* **Selected excerpt**:
Dr Bello Kumo, a consultant Gastroenterologist with Ahamadu Bello University Teaching Hospital, Zaria, says Hepatitis B Virus (HBV) is more infectious than HIV.

Kumo stated this in a paper entitled “Face to Face with Hepatitis B: Cost and Burden”, presented at a public lecture organised by Kashim Ibrahim Fellows (KIF) in Kaduna on Thursday.

The consultant, who expressed concern that not many people have knowledge about the disease, added that multitude of patients were not identified early enough and managed.

He explained that the virus could be transmitted through contact with blood and body fluid, adding that it could infect nearly everyone that came into contact with anyone suffering from it through sharp objects and open wounds.

According to him, there is no known cure for chronic HBV, stressing that prevention remains the best option.

He added that “but to prevent, people must first know their status so that if they are negative, they can be vaccinated, which gives up to 95 per cent prevention.

“And those who tested positive can begin treatment and managing the virus to avoid its spread.”

Dr Muhammad Saleh, a medical doctor, described HBV as a silent killer, stressing the need for massive awareness campaign.

Saleh said in his lecture on “Hepatitis B: Finding the Missing Millions”, that not much would be achieved if  infected persons were not located and placed on treatment.

He noted that “HBV has been silently ravaging the country’s population. There is need for prevention through awareness, community sensitisation and scaling-up of
screening services.”

Gov Nasir El-Rufa’i of Kaduna State commended KIF for organising the lecture, saying that the efforts would give people living with HBV a voice and raise the needed awareness on prevention.

El-Rufa’i, who was represented by his Deputy, Dr Hadiza Balarabe, said HBV had been neglected for long, overlooked by governments and misunderstood by the public.

* **Extracted entries**:
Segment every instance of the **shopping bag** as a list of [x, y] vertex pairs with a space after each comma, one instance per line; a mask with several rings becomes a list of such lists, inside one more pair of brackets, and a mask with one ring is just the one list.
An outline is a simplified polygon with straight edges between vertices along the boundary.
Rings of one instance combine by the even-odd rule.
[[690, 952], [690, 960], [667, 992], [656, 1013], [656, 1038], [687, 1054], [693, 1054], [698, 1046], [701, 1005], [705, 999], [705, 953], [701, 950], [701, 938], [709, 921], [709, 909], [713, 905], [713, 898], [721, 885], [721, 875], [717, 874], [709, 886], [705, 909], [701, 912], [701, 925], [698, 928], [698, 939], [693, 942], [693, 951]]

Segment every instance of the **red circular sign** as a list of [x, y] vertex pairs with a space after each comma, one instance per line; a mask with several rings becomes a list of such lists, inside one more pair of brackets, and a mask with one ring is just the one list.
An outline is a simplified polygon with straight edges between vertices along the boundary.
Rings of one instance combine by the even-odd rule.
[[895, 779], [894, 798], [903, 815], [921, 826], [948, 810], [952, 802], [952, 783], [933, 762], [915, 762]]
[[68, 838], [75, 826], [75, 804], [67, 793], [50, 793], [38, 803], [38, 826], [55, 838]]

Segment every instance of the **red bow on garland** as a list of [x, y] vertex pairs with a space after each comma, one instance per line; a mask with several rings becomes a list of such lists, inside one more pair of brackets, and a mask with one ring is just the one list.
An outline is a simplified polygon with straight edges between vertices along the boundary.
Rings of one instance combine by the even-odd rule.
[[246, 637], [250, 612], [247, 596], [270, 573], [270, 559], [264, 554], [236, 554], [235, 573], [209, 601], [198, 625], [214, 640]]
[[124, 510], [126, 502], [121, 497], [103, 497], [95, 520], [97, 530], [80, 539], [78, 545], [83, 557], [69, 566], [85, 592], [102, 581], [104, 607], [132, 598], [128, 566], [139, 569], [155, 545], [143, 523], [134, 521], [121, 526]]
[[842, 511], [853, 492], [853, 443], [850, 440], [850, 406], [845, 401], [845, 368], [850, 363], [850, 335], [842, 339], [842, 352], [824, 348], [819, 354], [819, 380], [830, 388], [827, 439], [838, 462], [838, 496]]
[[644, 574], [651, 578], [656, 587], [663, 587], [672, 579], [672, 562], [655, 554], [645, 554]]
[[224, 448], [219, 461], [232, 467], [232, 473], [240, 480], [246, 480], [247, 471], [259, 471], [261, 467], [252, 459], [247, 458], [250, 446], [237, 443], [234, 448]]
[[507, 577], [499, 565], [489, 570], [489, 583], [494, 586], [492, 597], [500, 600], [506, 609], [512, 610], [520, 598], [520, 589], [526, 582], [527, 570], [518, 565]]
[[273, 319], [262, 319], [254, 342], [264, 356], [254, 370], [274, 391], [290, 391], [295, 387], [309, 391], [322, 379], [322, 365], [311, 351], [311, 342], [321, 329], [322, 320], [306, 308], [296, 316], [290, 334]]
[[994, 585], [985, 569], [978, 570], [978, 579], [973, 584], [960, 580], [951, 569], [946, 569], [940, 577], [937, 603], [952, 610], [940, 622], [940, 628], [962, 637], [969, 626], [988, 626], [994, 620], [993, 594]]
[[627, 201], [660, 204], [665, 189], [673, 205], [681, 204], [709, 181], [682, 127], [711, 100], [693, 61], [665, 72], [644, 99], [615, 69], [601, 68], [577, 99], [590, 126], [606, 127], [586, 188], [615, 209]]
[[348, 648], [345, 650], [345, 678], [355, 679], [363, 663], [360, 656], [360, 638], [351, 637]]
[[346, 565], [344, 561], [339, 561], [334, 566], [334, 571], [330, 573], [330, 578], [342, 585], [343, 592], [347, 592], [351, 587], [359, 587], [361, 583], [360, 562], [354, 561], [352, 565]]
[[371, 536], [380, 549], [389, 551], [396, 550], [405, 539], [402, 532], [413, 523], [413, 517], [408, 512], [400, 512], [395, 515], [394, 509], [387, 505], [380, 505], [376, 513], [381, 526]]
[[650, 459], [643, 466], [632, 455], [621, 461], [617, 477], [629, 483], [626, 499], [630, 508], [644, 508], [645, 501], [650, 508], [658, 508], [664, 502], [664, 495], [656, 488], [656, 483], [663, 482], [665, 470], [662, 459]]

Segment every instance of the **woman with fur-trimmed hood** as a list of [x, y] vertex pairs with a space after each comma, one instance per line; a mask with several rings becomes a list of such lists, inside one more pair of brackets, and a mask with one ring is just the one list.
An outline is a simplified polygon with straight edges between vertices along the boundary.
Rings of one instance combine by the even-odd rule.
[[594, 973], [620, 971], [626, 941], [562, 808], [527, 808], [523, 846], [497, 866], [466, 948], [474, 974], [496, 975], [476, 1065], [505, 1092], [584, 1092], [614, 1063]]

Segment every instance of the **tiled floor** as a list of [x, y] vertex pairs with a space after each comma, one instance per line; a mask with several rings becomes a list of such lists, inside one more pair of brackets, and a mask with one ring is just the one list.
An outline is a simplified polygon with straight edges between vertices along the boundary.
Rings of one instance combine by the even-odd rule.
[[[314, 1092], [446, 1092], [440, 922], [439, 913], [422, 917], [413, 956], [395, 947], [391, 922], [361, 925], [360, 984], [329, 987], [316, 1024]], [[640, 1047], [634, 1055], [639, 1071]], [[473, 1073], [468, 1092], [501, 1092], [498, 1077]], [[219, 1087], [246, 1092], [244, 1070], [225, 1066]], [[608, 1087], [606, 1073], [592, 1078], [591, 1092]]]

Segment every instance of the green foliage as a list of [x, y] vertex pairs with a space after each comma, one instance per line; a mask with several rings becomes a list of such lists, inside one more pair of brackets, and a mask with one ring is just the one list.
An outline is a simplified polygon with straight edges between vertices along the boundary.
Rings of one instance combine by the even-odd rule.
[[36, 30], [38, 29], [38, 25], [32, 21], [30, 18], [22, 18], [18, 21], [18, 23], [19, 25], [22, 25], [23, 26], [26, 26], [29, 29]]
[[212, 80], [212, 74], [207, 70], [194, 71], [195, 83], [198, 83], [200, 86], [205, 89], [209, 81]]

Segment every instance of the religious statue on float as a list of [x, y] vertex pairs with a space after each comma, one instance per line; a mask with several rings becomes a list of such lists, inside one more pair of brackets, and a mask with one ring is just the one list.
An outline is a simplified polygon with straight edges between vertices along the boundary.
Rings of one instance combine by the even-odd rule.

* **Exercise instructions**:
1. From the hepatitis B article, copy out word for word the part that opens with the words containing "He added that" and closes with "per cent prevention.".
2. Continue the hepatitis B article from the point where it stops.

* **Answers by task**:
1.
He added that “but to prevent, people must first know their status so that if they are negative, they can be vaccinated, which gives up to 95 per cent prevention.

2.
He said “I commend KIF for supporting our government to draw attention to the scourge of the virus and ways to treat, manage and prevent its spread.

“Each activity we undertook takes us a step further toward eliminating the virus in our communities and raising awareness is a crucial window to treatment, management and prevention.

“Active collaboration is central toward eliminating HBV, as such, we all have a part to play and dedicating a whole week to create awareness and draw attention of stakeholders
is truly a great step.”

The governor explained that the one-year KIF programme was initiated by Kaduna State Government to improve the capacity of young people and build a new crop of leaders for efficient public service in the country.

He said his administration would continue to provide opportunities for the youth to excel through people-oriented policies and programmes.

One of the KFI fellow, Michael Medubi, explained that the public lecture was part of a five-day KIF community service to educate and sensitise people on HBV.

Medubi said that the fellow had on Monday sensitised, counselled and provided testing services to students and staff of Kaduna Polytechnic and on Tuesday, trained 120 hairdressers and barbers on best practices.

“On Wednesday, the foundation sensitised people at Sheikh Abubakar Gumi Central Market, Kaduna, on ways to prevent infection.”